EXERCISE DETAILS: Rewrite the listing with every "picture" changed to "image" and nothing else altered, starting at the line that has "Where can the tripod" and stopping after the last line of the listing. Return only those lines.

— begin —

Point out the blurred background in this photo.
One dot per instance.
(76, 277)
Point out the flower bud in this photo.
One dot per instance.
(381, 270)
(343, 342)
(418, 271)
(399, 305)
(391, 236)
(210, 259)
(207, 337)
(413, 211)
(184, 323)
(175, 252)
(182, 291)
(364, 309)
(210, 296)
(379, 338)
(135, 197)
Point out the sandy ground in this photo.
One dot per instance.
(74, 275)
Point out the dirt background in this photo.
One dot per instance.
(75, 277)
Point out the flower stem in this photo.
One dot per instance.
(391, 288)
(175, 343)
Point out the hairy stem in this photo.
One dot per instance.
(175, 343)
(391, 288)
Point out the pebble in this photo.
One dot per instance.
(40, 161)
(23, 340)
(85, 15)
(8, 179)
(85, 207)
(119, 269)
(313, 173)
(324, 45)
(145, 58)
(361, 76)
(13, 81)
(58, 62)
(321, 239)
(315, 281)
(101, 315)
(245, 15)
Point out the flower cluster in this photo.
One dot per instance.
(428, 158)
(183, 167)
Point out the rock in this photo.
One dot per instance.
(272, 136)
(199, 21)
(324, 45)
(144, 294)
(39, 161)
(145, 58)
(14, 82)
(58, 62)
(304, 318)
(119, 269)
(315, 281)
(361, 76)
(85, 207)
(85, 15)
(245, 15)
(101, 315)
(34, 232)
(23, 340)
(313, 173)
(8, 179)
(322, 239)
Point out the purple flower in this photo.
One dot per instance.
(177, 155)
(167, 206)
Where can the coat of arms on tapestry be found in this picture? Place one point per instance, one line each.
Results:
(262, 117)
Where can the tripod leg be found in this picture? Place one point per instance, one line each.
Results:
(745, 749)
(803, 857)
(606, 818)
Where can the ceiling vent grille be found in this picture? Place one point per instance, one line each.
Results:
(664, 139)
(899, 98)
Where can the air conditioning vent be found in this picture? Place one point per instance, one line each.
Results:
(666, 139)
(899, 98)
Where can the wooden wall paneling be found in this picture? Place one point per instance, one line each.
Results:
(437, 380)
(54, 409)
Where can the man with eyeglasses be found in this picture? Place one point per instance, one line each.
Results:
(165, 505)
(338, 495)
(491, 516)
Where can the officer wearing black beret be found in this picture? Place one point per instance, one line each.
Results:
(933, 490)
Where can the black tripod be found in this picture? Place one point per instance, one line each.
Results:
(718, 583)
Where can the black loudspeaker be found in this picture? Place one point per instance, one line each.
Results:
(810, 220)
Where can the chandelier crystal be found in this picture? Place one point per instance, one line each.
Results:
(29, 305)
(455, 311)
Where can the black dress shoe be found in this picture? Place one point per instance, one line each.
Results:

— end —

RESULT BELOW:
Where can the tripod leg be found in this image? Place one point per instance, one line each.
Results:
(745, 749)
(803, 857)
(606, 818)
Where can the ceiling vent grille be found in this image? Place one point per instance, one line each.
Results:
(664, 139)
(899, 98)
Where can the air conditioning vent be found in this image? Place one point per instance, one line each.
Results:
(666, 139)
(899, 98)
Where can the wooden wall paneling be found in this image? Place one point per instance, one line each.
Results:
(437, 380)
(54, 409)
Where can the man with eyeglasses be found in this image? Place one point per instance, one line each.
Results:
(165, 505)
(338, 495)
(491, 516)
Where can the officer wearing black beret be found in this image? Place one point per instance, one line each.
Results:
(933, 490)
Where can the black tripod be found in this image? Place one point per instance, one line each.
Results:
(718, 583)
Where can the black loudspeaker be found in this image? Place one point per instance, one line each.
Results:
(810, 220)
Where can the chandelier crystal be found in this image? Place one point per instance, one line each.
Results:
(29, 305)
(455, 311)
Where can the black dress shoe be found in this image? Place one point per instance, one line each.
Results:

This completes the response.